- [Data shown]
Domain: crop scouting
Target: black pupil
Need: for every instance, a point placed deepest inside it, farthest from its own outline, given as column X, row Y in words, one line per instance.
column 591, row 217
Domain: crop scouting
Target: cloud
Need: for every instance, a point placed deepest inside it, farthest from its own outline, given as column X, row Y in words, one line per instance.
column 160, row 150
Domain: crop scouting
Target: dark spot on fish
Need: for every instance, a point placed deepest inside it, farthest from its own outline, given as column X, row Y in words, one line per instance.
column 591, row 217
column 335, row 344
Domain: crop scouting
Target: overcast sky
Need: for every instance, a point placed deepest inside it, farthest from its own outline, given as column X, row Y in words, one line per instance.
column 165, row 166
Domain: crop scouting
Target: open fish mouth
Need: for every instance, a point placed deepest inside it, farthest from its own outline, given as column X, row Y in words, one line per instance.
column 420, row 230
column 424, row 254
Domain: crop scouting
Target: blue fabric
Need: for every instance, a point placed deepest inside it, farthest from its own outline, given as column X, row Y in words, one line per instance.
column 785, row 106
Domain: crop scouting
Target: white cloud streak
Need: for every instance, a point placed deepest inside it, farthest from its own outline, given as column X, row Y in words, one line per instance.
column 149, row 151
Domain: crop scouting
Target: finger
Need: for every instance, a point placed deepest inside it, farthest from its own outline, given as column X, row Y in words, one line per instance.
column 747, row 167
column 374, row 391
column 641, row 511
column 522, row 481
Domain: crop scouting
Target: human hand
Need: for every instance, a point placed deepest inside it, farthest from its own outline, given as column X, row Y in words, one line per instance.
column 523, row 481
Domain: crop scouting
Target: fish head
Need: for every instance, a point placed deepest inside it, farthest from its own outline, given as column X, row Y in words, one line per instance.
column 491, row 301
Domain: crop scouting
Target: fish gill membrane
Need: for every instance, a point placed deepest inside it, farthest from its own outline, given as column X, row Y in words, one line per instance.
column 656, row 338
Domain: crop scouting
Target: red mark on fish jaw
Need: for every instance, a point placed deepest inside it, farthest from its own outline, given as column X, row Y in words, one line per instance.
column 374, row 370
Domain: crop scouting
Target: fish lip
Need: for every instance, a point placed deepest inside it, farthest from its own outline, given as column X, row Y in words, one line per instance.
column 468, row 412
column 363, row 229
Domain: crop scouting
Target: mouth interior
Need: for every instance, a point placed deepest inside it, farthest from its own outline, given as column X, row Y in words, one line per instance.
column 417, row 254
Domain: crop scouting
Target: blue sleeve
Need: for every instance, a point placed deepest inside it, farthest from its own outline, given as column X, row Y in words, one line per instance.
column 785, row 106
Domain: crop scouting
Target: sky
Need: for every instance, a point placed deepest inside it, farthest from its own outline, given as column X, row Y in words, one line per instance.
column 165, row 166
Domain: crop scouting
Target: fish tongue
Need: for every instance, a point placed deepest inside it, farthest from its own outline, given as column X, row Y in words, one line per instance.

- [Problem description] Look back at the entries above. Retype the line with "Target: finger", the line with "Target: blue sleeve", and all lines in between.

- [Exercise answer]
Target: finger
Need: for every instance, a point placed deepest inside it, farthest from its own outline, given as column X, row Y in words, one line per instance.
column 747, row 167
column 374, row 391
column 641, row 511
column 522, row 481
Domain: crop scouting
Target: human hand
Need: for every instance, a point placed deepest inside it, farthest from its own outline, given as column X, row Y in words, one line per instance.
column 523, row 481
Domain: crop scouting
Target: fish head
Need: for every instance, a point placed deepest inside it, farthest from its own outline, given as column X, row Y in words, one line per instance.
column 491, row 301
Domain: crop scouting
Target: fish gill membrane
Need: for every instance, a point placed deepest inside it, farthest from its own outline, given as column X, row Y in words, one line per instance.
column 656, row 338
Domain: crop scouting
Target: red mark on fish jaw
Need: for every instance, a point placed deepest inside it, farthest from its own outline, given as column X, row Y in words, one line per instance.
column 374, row 370
Domain: crop scouting
Target: fish lip
Need: for every instance, a point placed deepest inside it, farthest from its own outline, given as column X, row Y in words, one line per instance.
column 468, row 412
column 363, row 229
Domain: crop scouting
Target: mouth interior
Need: for every instance, a point placed deepest inside it, farthest from its own outline, given as column X, row Y in words, one line per instance.
column 417, row 254
Domain: crop scouting
Target: blue sleeve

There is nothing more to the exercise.